--- Start of Text ---

Read Article from CNBC

Comments

  • Even at -20% loss, the 60/40 stocks/bonds allocation is still a lot better than 30+ % loss of S&P500.

    The massive QE seem to stabilize the bond market and the liquidity. One data point on commercial (corporate) bonds was released today.
    Friday’s data represents the most consistent fall in those rates across the quality spectrum since March 4. It suggests that there has finally been a return of some liquidity to the market since the Fed on March 17 said that it would reinstate the Commercial Paper Funding Facility (CPFF), an operation used during the 2008 financial crisis, in which the central bank acts as a lender of last resort for companies otherwise unable to borrow in the short-term market.

--- End of Text ---
--- Start of Records supplied ---

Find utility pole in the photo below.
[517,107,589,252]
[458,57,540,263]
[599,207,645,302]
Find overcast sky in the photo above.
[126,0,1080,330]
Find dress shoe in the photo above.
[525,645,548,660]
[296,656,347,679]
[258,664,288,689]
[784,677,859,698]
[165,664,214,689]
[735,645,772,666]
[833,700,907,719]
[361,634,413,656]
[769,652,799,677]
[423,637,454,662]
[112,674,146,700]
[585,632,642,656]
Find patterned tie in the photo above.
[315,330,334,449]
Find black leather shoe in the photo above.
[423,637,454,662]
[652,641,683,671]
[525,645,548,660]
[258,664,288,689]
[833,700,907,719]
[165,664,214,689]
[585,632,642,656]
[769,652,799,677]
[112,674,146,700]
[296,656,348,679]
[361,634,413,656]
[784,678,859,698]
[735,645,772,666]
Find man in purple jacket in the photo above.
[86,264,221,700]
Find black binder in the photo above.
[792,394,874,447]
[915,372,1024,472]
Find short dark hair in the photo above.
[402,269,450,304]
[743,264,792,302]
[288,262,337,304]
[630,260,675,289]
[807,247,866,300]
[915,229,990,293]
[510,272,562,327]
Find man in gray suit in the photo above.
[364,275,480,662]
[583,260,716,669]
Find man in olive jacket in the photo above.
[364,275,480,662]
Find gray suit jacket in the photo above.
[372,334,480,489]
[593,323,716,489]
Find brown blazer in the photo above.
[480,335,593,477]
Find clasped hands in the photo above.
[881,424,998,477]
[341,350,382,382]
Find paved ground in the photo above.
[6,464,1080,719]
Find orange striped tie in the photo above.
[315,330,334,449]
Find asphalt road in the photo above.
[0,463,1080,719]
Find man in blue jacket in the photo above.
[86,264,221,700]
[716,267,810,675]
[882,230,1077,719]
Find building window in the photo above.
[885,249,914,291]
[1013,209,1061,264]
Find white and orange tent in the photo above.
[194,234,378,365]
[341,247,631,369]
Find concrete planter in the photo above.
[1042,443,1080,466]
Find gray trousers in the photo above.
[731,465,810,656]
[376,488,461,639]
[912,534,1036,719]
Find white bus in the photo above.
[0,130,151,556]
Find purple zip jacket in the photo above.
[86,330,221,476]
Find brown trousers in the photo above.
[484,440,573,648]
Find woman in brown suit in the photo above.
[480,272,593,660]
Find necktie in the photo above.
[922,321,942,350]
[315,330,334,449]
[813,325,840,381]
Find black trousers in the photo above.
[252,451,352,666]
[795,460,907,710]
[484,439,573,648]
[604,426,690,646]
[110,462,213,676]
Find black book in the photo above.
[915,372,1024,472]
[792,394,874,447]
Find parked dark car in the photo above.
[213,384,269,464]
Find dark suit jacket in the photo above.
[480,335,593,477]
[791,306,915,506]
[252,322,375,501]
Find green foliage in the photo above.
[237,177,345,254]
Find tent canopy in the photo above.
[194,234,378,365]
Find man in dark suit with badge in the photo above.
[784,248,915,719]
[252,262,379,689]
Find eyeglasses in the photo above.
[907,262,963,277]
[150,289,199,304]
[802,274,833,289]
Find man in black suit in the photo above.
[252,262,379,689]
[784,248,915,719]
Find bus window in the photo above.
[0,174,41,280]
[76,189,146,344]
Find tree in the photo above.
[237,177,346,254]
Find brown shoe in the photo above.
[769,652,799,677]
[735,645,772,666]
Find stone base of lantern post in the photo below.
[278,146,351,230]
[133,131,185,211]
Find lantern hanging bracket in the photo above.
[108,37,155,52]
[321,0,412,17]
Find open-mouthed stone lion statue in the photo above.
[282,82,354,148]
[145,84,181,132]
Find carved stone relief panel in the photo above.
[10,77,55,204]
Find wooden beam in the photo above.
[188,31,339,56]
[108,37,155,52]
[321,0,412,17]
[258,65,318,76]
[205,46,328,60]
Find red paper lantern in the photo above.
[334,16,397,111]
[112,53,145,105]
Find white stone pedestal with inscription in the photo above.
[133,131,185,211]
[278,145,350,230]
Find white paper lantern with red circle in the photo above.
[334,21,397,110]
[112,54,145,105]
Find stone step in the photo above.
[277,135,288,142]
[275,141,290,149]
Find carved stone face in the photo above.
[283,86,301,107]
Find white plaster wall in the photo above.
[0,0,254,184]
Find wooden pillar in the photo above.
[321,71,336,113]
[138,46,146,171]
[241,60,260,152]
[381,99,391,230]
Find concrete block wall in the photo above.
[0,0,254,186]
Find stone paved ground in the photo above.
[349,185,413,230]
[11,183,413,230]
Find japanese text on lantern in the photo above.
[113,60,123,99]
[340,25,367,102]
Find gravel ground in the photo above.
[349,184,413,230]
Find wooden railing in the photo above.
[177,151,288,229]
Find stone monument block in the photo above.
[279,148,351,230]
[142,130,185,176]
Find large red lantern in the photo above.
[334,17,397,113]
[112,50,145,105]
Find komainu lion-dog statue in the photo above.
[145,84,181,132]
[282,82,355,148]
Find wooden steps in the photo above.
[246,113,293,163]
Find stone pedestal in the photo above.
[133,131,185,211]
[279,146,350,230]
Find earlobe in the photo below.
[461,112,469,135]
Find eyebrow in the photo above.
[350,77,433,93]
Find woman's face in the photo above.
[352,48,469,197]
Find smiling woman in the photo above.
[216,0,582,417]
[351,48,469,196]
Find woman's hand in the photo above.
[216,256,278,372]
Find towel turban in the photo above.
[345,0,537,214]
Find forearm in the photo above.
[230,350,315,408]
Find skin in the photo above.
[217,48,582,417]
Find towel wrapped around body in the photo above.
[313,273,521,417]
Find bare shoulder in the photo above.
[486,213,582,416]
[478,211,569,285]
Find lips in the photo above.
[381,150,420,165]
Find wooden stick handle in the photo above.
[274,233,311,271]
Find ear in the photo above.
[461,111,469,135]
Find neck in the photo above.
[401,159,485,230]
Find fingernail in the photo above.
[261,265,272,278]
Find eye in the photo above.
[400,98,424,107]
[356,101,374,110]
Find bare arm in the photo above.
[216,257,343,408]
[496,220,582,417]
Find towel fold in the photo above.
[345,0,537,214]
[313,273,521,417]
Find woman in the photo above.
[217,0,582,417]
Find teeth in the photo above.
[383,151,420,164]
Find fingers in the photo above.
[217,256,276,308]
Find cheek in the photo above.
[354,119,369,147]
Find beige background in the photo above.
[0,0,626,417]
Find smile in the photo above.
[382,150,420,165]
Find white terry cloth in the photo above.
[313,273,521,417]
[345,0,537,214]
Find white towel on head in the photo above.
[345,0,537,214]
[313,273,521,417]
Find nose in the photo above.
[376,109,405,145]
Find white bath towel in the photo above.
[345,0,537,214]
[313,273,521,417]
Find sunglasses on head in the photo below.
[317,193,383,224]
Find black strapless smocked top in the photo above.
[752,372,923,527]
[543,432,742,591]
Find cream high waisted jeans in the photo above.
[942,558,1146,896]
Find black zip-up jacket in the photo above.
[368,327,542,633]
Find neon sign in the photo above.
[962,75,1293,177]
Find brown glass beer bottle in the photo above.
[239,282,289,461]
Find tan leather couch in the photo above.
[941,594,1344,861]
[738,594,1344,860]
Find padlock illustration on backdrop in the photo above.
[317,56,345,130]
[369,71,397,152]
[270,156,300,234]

--- End of Records supplied ---

* _The tasks_:
a – According to the market comment, on what date did the Fed say it would reinstate the Commercial Paper Funding Facility?
b – Does each statement below agree with the market comment? Answer yes or no and quote the deciding words.
(i) A 60/40 stocks/bonds allocation is described as doing worse than the S&P 500.
(ii) The Commercial Paper Funding Facility was used during the 2008 financial crisis.
(iii) Friday's data showed the most consistent fall in those rates across the quality spectrum since March 4.

* _Solutions below_:
a – March 17.

b –
(i) No: "the 60/40 stocks/bonds allocation is still a lot better than 30+ % loss of S&P500"
(ii) Yes: "an operation used during the 2008 financial crisis"
(iii) Yes: "the most consistent fall in those rates across the quality spectrum since March 4"